Can you return every line in the records below that contains the string "target"?
**** DATA SUPPLIED
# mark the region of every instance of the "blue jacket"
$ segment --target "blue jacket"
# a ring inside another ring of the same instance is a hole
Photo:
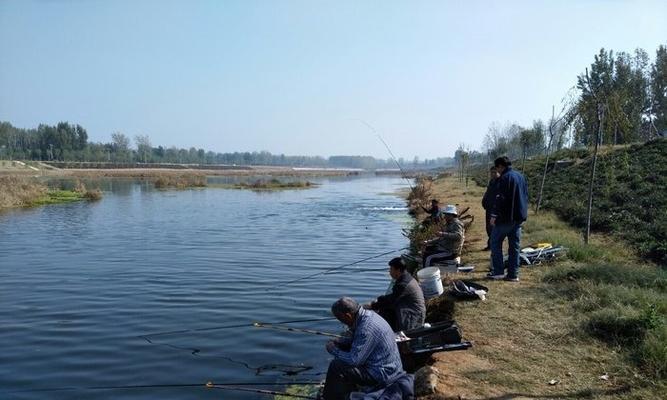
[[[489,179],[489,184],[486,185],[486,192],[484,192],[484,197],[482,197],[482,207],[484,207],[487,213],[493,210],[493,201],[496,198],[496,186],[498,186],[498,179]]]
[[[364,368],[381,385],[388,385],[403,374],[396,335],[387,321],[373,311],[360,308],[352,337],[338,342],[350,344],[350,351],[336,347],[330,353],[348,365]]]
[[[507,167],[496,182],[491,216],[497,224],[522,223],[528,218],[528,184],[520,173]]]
********
**** DATA SUPPLIED
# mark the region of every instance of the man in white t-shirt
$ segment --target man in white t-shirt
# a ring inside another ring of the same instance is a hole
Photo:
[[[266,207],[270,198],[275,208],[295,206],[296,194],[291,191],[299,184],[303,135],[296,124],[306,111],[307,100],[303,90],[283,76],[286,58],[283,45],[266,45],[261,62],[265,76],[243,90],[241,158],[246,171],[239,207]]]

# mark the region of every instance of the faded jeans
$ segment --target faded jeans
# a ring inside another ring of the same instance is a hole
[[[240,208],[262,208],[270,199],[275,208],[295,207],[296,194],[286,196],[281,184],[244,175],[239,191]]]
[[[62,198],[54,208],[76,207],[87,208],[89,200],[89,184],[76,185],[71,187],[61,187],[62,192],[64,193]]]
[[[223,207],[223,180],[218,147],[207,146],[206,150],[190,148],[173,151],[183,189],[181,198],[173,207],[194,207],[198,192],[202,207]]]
********
• _EXERCISE OUTPUT_:
$ segment --target "blue jacket"
$ segment --target man in white t-shirt
$ segment --target faded jeans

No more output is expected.